Excerpt to read
··········
A 156-unit affordable apartment complex on Happy Valley Road is moving tenants into one of the fastest-growing areas in Northwest Georgia.
Gateway at Rossville Apartment Homes has two completed buildings being rented, property manager Sherry Wilson said, and management is taking applications for one-, two- and three-bedroom units. Located just south of Battlefield Parkway in North Walker County, the income-restricted complex has rent starting at $729 for a one-bedroom, $867 for a two-bedroom and $991 for a three-bedroom apartment.
"The location is really good," Wilson said by phone. "It's a good location for those with children."
Ridgeland High School is across the street from the complex, and Rossville Middle School and Stone Creek Elementary School are nearby.
Wilson said she's seen confusion about the standards for residents on social media, as well as concerns that residents of the apartment complex could attract crime to the area.
··········
Material
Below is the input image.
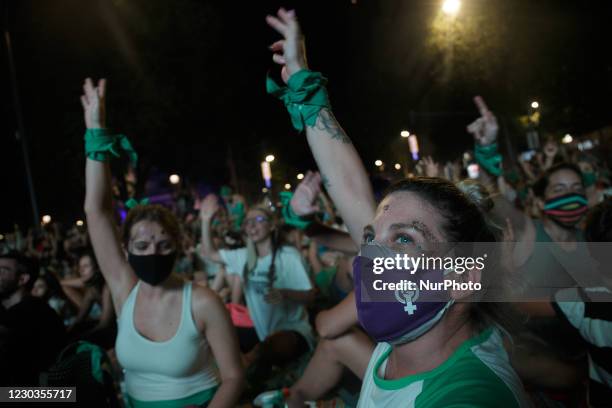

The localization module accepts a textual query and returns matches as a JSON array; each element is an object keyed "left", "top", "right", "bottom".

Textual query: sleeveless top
[{"left": 115, "top": 281, "right": 219, "bottom": 405}]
··········
Your task
Write the next few paragraphs of the article about the Gateway at Rossville apartment complex, picking up after its final sentence. None of this material is needed for what comes next.

Result of this task
Applicants for the apartments have to pass a credit screening and background check, she said. The credit screening is not just about a credit score, but instead looks for evictions and excessive debt. The background check is focused on recent criminal activity to make sure the community remains safe, she said. Annual income allowed to rent at Gateway is $31,620 for one person and $36,120 for two people.
Federal housing vouchers are accepted by the apartment complex, but Wilson said people need to qualify for that program on their own. More information on the program can be found at the Public and Indian Housing Customer Service Center at 800-955-2232.
At a town hall meeting about the apartment complex in the fall of 2021, Josh Mandell, president and chief operating officer at The Gateway Companies, said the project would not accept housing vouchers. Mandell could not be reached for comment before deadline.
The apartment complex had its first tenants move in about two weeks ago, Wilson said, and the other buildings are opening soon. Several units are pending approval and are available for a tour, she said.
Features include a community pool, clubhouse, computer room, fitness center and laundry room, Wilson said. The apartment complex also has a playground, she said, and might add a dog park later.
Margaret Hall, a resident of LaFayette, said in a phone interview that Walker County needs more affordable housing.
Hall said she used to work at a company that manages affordable housing and has a rental property that accepts tenants with vouchers. Workers who don't qualify for government housing assistance still have trouble finding housing because the cost is so high in Walker County, she said.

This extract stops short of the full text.